DATA ENTRIES
-- BEGIN --

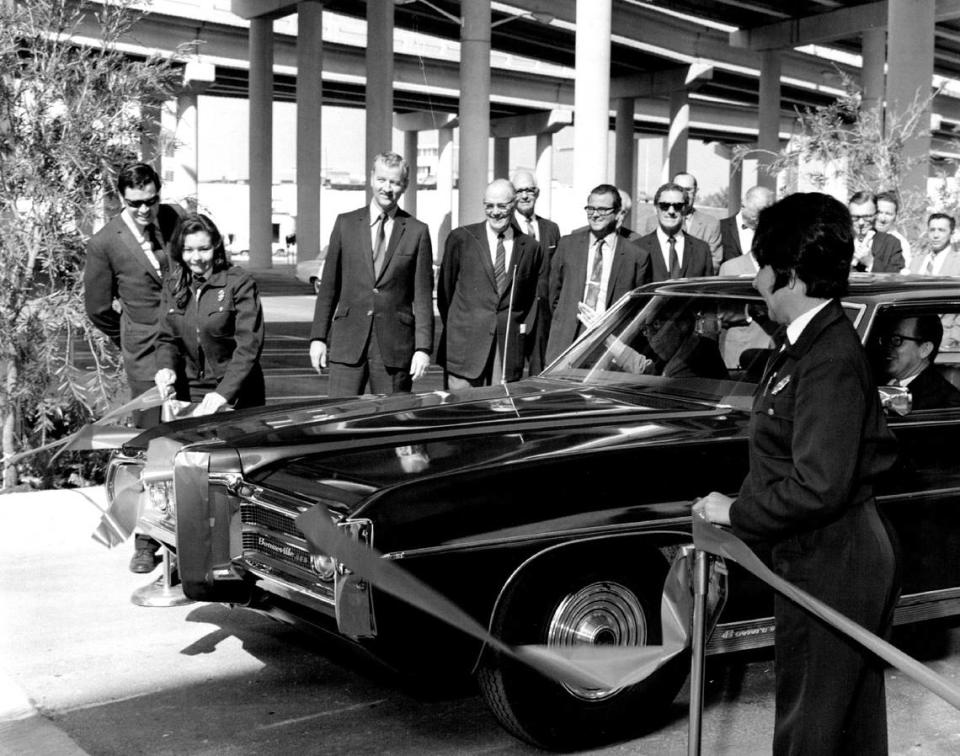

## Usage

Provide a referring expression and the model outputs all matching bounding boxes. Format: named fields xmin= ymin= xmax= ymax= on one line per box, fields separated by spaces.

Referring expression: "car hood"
xmin=127 ymin=378 xmax=749 ymax=500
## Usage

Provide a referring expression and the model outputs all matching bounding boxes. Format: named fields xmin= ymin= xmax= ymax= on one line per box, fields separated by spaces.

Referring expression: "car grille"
xmin=240 ymin=489 xmax=333 ymax=604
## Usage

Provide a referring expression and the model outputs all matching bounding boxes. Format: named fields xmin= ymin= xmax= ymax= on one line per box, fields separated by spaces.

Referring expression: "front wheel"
xmin=478 ymin=558 xmax=688 ymax=750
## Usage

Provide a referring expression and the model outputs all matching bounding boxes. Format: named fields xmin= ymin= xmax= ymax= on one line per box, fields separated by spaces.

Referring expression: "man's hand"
xmin=410 ymin=350 xmax=430 ymax=380
xmin=577 ymin=302 xmax=600 ymax=328
xmin=310 ymin=339 xmax=327 ymax=373
xmin=153 ymin=368 xmax=177 ymax=399
xmin=693 ymin=491 xmax=733 ymax=525
xmin=193 ymin=391 xmax=227 ymax=417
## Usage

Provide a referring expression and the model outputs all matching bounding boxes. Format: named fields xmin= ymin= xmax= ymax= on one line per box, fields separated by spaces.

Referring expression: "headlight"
xmin=145 ymin=480 xmax=177 ymax=520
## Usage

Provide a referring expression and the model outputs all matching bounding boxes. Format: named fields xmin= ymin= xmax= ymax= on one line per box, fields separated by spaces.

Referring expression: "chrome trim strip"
xmin=383 ymin=517 xmax=692 ymax=560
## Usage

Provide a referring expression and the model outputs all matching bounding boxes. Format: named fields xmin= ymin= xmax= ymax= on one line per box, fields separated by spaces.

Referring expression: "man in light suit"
xmin=910 ymin=213 xmax=960 ymax=276
xmin=720 ymin=186 xmax=774 ymax=266
xmin=547 ymin=184 xmax=650 ymax=362
xmin=437 ymin=179 xmax=543 ymax=391
xmin=83 ymin=163 xmax=186 ymax=573
xmin=310 ymin=152 xmax=433 ymax=396
xmin=512 ymin=171 xmax=560 ymax=375
xmin=637 ymin=184 xmax=713 ymax=281
xmin=848 ymin=192 xmax=904 ymax=273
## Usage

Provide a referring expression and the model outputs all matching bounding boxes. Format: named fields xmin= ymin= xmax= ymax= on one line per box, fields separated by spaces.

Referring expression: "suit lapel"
xmin=117 ymin=217 xmax=160 ymax=282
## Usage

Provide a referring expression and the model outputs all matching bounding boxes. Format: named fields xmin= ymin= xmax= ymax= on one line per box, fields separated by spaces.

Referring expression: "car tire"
xmin=478 ymin=555 xmax=689 ymax=750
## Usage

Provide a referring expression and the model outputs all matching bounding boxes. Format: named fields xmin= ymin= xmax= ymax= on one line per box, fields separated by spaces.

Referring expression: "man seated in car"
xmin=880 ymin=315 xmax=960 ymax=410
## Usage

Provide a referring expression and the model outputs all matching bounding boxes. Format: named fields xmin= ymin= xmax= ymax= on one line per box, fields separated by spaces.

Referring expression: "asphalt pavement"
xmin=0 ymin=488 xmax=960 ymax=756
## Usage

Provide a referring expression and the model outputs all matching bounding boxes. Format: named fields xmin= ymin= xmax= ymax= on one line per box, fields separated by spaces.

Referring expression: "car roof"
xmin=637 ymin=273 xmax=960 ymax=301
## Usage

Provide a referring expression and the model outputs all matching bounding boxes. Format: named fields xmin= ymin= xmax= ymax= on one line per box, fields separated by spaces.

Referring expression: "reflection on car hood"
xmin=125 ymin=379 xmax=739 ymax=493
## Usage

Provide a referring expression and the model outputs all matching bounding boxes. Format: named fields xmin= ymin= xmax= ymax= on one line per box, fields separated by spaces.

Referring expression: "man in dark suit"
xmin=720 ymin=186 xmax=774 ymax=264
xmin=512 ymin=171 xmax=560 ymax=375
xmin=637 ymin=184 xmax=713 ymax=281
xmin=310 ymin=152 xmax=433 ymax=396
xmin=848 ymin=192 xmax=905 ymax=273
xmin=694 ymin=193 xmax=898 ymax=754
xmin=83 ymin=163 xmax=180 ymax=573
xmin=437 ymin=179 xmax=543 ymax=391
xmin=880 ymin=314 xmax=960 ymax=410
xmin=547 ymin=184 xmax=650 ymax=362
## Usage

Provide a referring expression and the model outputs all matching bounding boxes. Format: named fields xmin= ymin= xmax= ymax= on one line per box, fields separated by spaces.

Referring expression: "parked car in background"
xmin=295 ymin=247 xmax=327 ymax=292
xmin=107 ymin=274 xmax=960 ymax=749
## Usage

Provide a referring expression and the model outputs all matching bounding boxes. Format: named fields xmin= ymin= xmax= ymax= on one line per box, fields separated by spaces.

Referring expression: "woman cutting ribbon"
xmin=154 ymin=213 xmax=265 ymax=415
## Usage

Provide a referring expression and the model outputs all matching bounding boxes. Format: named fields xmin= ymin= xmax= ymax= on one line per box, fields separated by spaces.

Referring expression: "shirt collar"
xmin=370 ymin=199 xmax=397 ymax=226
xmin=787 ymin=299 xmax=830 ymax=344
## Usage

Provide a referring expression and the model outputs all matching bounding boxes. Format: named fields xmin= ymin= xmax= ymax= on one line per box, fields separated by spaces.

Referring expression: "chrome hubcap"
xmin=547 ymin=582 xmax=648 ymax=701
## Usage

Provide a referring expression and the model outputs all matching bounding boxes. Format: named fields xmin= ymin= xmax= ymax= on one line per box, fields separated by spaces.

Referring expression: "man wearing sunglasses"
xmin=637 ymin=184 xmax=713 ymax=281
xmin=879 ymin=315 xmax=960 ymax=410
xmin=547 ymin=184 xmax=650 ymax=363
xmin=83 ymin=163 xmax=181 ymax=572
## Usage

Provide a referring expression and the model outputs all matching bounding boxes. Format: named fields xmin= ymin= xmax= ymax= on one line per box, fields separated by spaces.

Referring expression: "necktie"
xmin=583 ymin=239 xmax=603 ymax=310
xmin=667 ymin=235 xmax=680 ymax=278
xmin=493 ymin=231 xmax=507 ymax=293
xmin=373 ymin=213 xmax=387 ymax=277
xmin=143 ymin=223 xmax=168 ymax=273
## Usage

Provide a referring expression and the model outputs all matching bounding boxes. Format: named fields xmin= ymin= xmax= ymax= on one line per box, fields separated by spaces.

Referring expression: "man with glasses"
xmin=910 ymin=213 xmax=960 ymax=276
xmin=637 ymin=184 xmax=713 ymax=281
xmin=848 ymin=192 xmax=904 ymax=273
xmin=83 ymin=163 xmax=181 ymax=573
xmin=547 ymin=184 xmax=650 ymax=362
xmin=880 ymin=315 xmax=960 ymax=410
xmin=437 ymin=179 xmax=543 ymax=391
xmin=512 ymin=171 xmax=560 ymax=375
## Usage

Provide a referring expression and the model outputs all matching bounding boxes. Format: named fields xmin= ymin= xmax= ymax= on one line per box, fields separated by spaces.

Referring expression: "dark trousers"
xmin=443 ymin=339 xmax=503 ymax=391
xmin=327 ymin=329 xmax=413 ymax=397
xmin=773 ymin=501 xmax=897 ymax=756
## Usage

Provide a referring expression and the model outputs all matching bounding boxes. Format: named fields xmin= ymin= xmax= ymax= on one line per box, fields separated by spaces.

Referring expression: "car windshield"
xmin=545 ymin=293 xmax=779 ymax=398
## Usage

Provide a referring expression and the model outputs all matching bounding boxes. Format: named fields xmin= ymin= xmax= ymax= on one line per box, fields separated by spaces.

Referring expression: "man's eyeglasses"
xmin=123 ymin=194 xmax=160 ymax=210
xmin=657 ymin=202 xmax=687 ymax=213
xmin=880 ymin=333 xmax=923 ymax=349
xmin=583 ymin=205 xmax=617 ymax=218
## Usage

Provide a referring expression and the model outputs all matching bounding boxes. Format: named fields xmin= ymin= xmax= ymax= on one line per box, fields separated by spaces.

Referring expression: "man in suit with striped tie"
xmin=437 ymin=179 xmax=542 ymax=391
xmin=310 ymin=152 xmax=433 ymax=396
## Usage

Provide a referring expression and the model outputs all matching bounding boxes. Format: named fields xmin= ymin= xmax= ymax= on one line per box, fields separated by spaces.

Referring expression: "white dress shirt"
xmin=583 ymin=230 xmax=619 ymax=315
xmin=657 ymin=225 xmax=683 ymax=273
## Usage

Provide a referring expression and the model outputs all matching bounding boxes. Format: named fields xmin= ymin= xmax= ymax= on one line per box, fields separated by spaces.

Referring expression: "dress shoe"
xmin=130 ymin=549 xmax=160 ymax=573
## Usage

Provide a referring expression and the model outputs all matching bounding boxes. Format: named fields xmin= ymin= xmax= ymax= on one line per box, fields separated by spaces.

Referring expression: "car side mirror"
xmin=877 ymin=386 xmax=913 ymax=416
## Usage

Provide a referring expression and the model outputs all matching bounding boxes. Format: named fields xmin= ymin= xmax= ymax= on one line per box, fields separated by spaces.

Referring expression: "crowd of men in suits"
xmin=310 ymin=152 xmax=960 ymax=396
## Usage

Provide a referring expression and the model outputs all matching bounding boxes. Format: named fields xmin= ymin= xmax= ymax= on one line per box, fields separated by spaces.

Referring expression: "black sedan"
xmin=108 ymin=275 xmax=960 ymax=748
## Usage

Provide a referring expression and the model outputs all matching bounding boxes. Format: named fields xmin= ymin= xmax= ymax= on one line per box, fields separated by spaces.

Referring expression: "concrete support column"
xmin=573 ymin=0 xmax=613 ymax=194
xmin=493 ymin=137 xmax=510 ymax=179
xmin=433 ymin=128 xmax=456 ymax=263
xmin=757 ymin=50 xmax=780 ymax=191
xmin=297 ymin=0 xmax=324 ymax=262
xmin=727 ymin=154 xmax=743 ymax=215
xmin=366 ymin=2 xmax=393 ymax=202
xmin=249 ymin=18 xmax=273 ymax=268
xmin=614 ymin=97 xmax=637 ymax=223
xmin=860 ymin=26 xmax=887 ymax=118
xmin=400 ymin=131 xmax=420 ymax=215
xmin=887 ymin=0 xmax=937 ymax=197
xmin=536 ymin=132 xmax=553 ymax=218
xmin=662 ymin=89 xmax=690 ymax=181
xmin=174 ymin=87 xmax=200 ymax=212
xmin=140 ymin=103 xmax=163 ymax=166
xmin=459 ymin=0 xmax=488 ymax=225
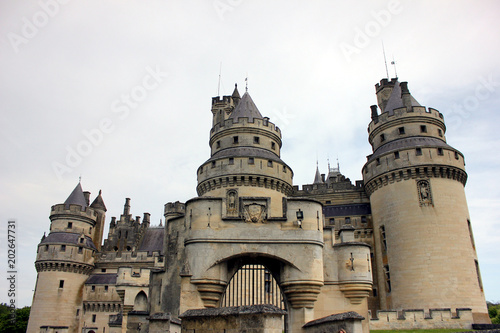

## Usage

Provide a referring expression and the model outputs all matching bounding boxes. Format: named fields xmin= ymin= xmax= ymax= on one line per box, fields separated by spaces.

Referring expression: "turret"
xmin=197 ymin=90 xmax=293 ymax=216
xmin=363 ymin=79 xmax=487 ymax=323
xmin=103 ymin=198 xmax=147 ymax=256
xmin=28 ymin=183 xmax=105 ymax=332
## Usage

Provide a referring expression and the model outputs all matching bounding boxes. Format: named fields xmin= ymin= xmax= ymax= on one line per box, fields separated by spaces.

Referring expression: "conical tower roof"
xmin=313 ymin=165 xmax=323 ymax=184
xmin=383 ymin=81 xmax=420 ymax=114
xmin=229 ymin=92 xmax=263 ymax=122
xmin=90 ymin=190 xmax=107 ymax=212
xmin=231 ymin=83 xmax=241 ymax=98
xmin=64 ymin=183 xmax=87 ymax=208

-- END --

EXERCISE DESCRIPTION
Put the lines of the records into a numbered list, starting at the beginning of the records and ending at the line that contains "xmin=127 ymin=378 xmax=749 ymax=500", including both ends and leaving out blank lines. Leave the pictures out of the answer.

SOLUTION
1. ## Usage
2. Provide a referring expression and the model outputs all matching bounding boxes. Format: named fields xmin= ymin= xmax= ymax= on one line per box, fields separated by spaces.
3. Referring expression: "car hood"
4. xmin=127 ymin=378 xmax=749 ymax=500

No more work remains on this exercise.